**Task to carry out:**
All of the material below is to be restated word for word, apart from the pictures.

**Dataset:**
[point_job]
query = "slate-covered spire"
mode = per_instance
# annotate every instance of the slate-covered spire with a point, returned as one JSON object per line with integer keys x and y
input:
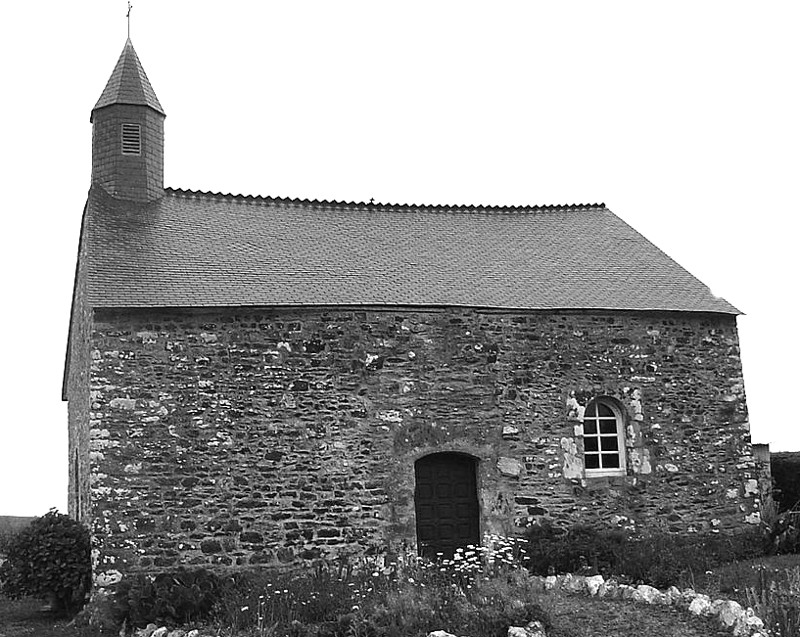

**Output for this task:**
[point_job]
query = "slate-covered spire"
mode = per_instance
# annotate every instance of the slate-covered spire with a point, returned as one JSON object per line with integer keys x and y
input:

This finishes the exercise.